_Data extract_:

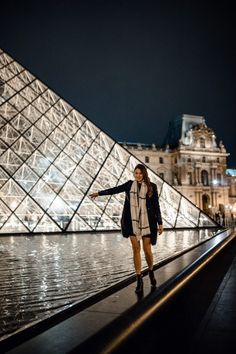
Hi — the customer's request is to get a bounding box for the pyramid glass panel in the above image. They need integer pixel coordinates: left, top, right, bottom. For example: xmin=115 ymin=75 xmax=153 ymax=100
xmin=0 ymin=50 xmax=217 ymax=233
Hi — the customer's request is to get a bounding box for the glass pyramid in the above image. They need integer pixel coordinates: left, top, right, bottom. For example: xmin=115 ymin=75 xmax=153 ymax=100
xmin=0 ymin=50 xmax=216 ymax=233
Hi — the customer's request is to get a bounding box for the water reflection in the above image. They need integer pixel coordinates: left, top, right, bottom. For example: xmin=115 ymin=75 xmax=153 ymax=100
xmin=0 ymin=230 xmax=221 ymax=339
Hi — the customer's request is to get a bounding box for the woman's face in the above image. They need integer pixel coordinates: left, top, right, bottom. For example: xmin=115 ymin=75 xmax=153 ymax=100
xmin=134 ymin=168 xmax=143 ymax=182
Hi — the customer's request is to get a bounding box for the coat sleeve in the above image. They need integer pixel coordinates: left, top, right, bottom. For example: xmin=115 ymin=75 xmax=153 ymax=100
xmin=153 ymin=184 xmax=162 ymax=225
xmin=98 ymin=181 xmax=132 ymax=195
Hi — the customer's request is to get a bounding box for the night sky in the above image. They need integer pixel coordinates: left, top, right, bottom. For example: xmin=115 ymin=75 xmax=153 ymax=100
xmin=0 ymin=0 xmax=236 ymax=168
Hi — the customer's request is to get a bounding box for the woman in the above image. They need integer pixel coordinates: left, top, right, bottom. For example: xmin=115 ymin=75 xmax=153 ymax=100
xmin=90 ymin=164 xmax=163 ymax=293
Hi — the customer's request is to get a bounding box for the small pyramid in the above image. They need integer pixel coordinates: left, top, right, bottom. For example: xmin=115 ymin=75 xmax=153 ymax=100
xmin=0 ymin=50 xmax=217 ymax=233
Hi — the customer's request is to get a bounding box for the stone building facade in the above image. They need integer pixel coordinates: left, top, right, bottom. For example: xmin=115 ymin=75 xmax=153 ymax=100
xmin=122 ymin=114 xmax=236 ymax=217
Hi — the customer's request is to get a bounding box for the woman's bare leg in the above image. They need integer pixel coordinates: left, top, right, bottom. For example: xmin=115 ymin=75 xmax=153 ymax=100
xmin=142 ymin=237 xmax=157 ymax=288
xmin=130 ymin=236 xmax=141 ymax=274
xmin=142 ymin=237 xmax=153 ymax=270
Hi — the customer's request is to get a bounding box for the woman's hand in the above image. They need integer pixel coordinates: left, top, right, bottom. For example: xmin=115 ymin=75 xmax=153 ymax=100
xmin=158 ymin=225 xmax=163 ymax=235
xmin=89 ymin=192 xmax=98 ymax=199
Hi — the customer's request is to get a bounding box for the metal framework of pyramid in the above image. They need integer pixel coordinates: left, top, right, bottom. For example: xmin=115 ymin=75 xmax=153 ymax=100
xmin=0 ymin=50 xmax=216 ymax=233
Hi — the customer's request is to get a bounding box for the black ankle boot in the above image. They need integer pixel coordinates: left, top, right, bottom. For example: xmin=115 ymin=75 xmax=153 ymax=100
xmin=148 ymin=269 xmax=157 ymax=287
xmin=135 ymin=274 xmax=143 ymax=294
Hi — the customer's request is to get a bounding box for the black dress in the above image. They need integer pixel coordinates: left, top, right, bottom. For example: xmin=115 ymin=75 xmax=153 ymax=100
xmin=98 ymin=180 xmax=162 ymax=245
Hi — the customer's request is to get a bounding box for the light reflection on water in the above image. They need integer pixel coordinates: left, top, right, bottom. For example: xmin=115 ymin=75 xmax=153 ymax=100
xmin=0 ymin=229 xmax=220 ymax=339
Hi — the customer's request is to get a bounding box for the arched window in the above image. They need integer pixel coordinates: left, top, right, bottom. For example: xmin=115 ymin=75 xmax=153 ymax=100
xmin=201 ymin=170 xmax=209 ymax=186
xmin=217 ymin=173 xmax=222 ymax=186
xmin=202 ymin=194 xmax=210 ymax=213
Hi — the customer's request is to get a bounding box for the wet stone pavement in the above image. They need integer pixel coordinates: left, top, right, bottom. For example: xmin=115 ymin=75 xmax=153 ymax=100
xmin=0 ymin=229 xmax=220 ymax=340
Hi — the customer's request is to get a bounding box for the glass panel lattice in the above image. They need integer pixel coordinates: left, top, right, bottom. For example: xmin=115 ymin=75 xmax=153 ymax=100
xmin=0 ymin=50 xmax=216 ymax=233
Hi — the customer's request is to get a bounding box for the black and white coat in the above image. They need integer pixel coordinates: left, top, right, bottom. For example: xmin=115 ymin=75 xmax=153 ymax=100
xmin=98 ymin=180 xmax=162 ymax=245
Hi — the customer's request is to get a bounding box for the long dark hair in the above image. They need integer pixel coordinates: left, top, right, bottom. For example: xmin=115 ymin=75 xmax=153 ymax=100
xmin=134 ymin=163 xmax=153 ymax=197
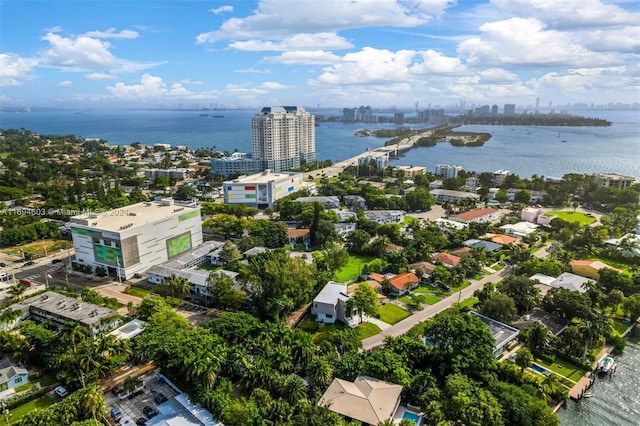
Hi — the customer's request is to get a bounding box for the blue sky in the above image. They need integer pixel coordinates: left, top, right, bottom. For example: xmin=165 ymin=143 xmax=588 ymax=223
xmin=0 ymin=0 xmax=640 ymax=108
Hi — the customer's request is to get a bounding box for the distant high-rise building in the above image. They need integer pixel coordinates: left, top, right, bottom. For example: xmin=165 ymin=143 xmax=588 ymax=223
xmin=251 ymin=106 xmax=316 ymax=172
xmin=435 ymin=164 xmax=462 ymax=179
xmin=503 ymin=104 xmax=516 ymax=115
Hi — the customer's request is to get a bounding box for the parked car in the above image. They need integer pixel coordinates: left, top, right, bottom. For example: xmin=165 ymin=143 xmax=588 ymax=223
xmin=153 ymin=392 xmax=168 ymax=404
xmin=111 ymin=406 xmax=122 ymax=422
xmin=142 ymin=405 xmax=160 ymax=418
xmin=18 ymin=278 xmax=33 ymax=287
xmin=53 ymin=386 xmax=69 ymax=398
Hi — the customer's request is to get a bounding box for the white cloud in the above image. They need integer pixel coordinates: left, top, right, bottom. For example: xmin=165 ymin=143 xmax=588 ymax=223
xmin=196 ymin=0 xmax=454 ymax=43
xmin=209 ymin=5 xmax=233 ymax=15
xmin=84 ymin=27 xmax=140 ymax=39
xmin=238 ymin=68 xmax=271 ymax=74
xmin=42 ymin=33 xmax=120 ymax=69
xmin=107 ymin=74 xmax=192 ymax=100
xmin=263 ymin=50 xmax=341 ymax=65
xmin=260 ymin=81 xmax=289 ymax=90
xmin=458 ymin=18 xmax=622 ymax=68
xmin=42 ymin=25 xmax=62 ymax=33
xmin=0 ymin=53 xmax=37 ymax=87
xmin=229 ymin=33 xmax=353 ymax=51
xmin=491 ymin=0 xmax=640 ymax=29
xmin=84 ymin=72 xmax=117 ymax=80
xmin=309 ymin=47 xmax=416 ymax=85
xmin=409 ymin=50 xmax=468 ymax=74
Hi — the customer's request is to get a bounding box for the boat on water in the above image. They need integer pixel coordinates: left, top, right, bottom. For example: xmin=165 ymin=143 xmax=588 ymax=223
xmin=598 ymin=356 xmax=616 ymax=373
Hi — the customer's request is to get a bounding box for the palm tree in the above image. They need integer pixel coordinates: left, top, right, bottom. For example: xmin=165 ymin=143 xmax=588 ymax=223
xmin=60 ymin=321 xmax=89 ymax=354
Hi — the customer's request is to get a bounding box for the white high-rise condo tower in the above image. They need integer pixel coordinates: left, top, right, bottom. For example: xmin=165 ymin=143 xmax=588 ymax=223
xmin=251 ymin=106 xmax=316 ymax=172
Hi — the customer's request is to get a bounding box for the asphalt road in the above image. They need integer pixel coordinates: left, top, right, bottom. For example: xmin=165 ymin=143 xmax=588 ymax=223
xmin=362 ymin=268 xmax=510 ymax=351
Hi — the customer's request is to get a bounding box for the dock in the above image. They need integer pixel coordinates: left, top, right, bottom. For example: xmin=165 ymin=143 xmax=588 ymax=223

_Exercise directions_: Echo the records verbatim, everything from the line containing "for the asphalt" down to the end of the records.

_Correct output_:
Hi — the customer's request is to get a bounding box for the asphalt road in the above image. They need integer pixel coordinates: left, top, right, bottom. For example: xmin=165 ymin=143 xmax=588 ymax=223
xmin=362 ymin=268 xmax=510 ymax=351
Hi — the customer's request is to get a bounding box for the dock in the above image. They need integer pixel coordinates: left, top, right, bottom. For example: xmin=165 ymin=143 xmax=588 ymax=223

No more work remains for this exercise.